- WORK ITEM: When a line in the entries below contains "mask", tally it; give the tally with nothing added.
[SUPPLIED MATERIAL Boundary: Start]
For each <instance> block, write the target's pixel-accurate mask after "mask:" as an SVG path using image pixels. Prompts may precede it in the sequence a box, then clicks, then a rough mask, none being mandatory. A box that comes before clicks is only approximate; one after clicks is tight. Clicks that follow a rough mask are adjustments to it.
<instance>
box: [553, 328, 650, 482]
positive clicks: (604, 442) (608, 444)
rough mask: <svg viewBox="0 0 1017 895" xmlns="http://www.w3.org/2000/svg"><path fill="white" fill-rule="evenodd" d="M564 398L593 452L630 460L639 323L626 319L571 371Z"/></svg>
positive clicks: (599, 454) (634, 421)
[SUPPLIED MATERIAL Boundary: End]
- SOLUTION: 2